(Entries shown Opens)
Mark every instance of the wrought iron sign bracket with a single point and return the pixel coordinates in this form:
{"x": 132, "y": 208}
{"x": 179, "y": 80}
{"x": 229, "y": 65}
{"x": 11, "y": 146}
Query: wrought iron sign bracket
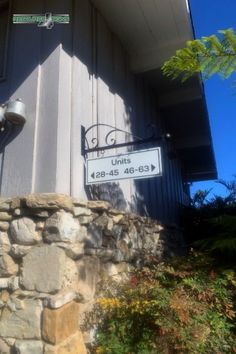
{"x": 110, "y": 141}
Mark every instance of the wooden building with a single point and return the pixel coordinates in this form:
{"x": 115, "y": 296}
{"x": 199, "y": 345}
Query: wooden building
{"x": 102, "y": 67}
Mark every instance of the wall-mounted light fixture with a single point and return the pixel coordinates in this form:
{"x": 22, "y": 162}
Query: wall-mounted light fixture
{"x": 14, "y": 112}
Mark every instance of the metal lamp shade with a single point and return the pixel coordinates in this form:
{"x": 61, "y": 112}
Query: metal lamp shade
{"x": 15, "y": 112}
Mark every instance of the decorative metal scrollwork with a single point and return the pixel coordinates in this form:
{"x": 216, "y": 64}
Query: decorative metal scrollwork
{"x": 110, "y": 142}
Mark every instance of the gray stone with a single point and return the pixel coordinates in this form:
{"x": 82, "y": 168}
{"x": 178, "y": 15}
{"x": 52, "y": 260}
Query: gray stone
{"x": 4, "y": 348}
{"x": 23, "y": 323}
{"x": 4, "y": 225}
{"x": 72, "y": 250}
{"x": 51, "y": 201}
{"x": 13, "y": 283}
{"x": 7, "y": 266}
{"x": 150, "y": 242}
{"x": 117, "y": 218}
{"x": 102, "y": 221}
{"x": 89, "y": 268}
{"x": 94, "y": 236}
{"x": 5, "y": 244}
{"x": 19, "y": 251}
{"x": 38, "y": 213}
{"x": 5, "y": 216}
{"x": 82, "y": 211}
{"x": 98, "y": 205}
{"x": 59, "y": 300}
{"x": 4, "y": 283}
{"x": 79, "y": 202}
{"x": 40, "y": 225}
{"x": 9, "y": 283}
{"x": 116, "y": 212}
{"x": 85, "y": 220}
{"x": 62, "y": 227}
{"x": 23, "y": 231}
{"x": 28, "y": 347}
{"x": 5, "y": 204}
{"x": 47, "y": 269}
{"x": 18, "y": 212}
{"x": 15, "y": 203}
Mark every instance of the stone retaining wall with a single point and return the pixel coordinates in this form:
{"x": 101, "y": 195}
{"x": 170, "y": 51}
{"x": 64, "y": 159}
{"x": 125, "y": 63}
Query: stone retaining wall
{"x": 53, "y": 251}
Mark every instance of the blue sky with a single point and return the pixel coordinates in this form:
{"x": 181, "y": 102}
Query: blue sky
{"x": 209, "y": 16}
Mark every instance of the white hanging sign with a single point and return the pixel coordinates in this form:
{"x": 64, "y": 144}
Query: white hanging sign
{"x": 133, "y": 165}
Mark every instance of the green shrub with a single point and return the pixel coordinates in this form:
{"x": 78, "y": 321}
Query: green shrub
{"x": 182, "y": 306}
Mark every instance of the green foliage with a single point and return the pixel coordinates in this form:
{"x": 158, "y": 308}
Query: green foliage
{"x": 211, "y": 224}
{"x": 208, "y": 55}
{"x": 182, "y": 306}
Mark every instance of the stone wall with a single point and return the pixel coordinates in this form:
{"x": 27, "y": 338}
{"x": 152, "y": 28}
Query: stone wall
{"x": 53, "y": 251}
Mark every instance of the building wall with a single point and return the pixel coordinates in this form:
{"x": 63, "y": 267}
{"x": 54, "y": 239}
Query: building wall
{"x": 75, "y": 75}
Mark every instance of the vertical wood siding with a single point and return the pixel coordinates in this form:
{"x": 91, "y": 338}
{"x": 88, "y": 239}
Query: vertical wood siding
{"x": 71, "y": 76}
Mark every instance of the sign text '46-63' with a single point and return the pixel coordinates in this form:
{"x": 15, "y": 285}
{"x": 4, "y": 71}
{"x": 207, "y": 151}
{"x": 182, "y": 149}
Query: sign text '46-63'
{"x": 135, "y": 165}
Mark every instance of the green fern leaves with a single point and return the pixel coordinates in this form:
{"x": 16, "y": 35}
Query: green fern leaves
{"x": 208, "y": 55}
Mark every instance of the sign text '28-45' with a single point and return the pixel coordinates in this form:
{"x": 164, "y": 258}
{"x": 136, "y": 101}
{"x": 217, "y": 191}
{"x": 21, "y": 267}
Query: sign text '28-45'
{"x": 135, "y": 165}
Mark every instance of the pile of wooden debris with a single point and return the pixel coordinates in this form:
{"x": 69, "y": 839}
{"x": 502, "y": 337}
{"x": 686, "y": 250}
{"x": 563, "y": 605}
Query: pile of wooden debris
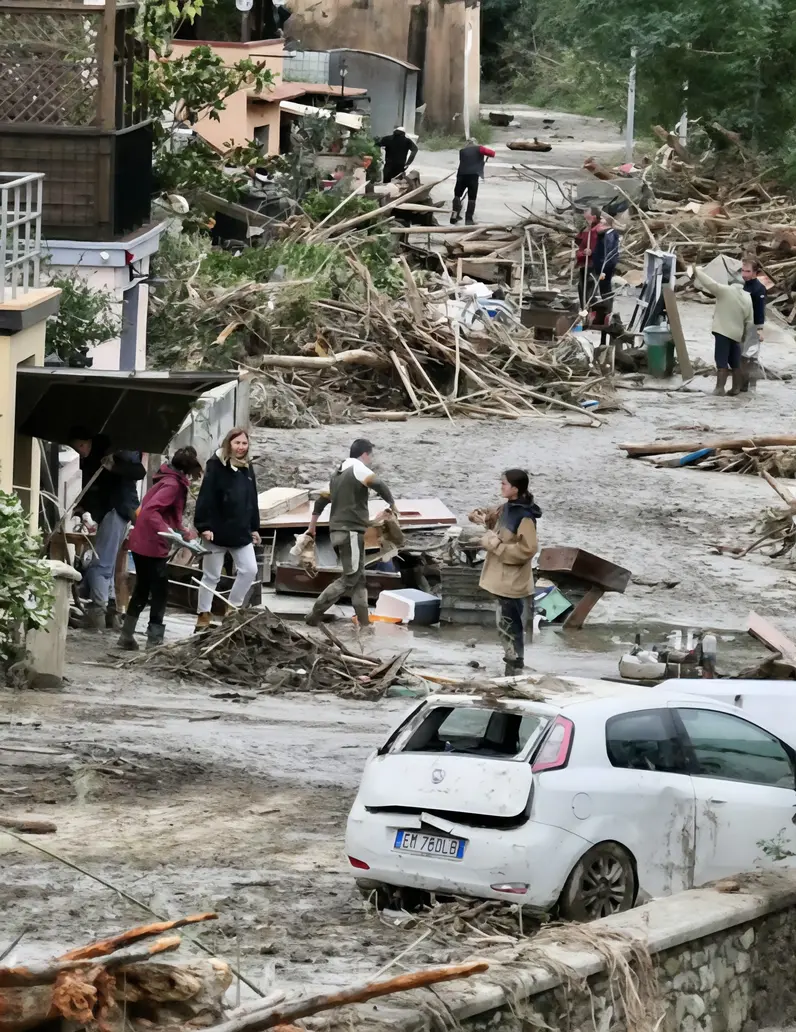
(Entries shown Closes)
§ Exercise requirements: Every line from the one holding "Mark every instance of the green fern" to the last line of the listing above, inclusive, must appear exactly as written, and no picture may appear.

§ Answer section:
Mark every instance of the green fern leaves with a single point and return the pixel coordinates in this form:
{"x": 16, "y": 35}
Query: green fern leaves
{"x": 208, "y": 55}
Mark every instance of the sign text '28-45' with a single point and return the pixel coordinates in this form:
{"x": 164, "y": 258}
{"x": 136, "y": 101}
{"x": 217, "y": 191}
{"x": 21, "y": 267}
Query: sign text '28-45'
{"x": 135, "y": 165}
Mark every instance of the pile of wooden debris with a single point and return the pixel coordinates in this form:
{"x": 69, "y": 839}
{"x": 502, "y": 337}
{"x": 686, "y": 250}
{"x": 563, "y": 605}
Query: pile of wooden debris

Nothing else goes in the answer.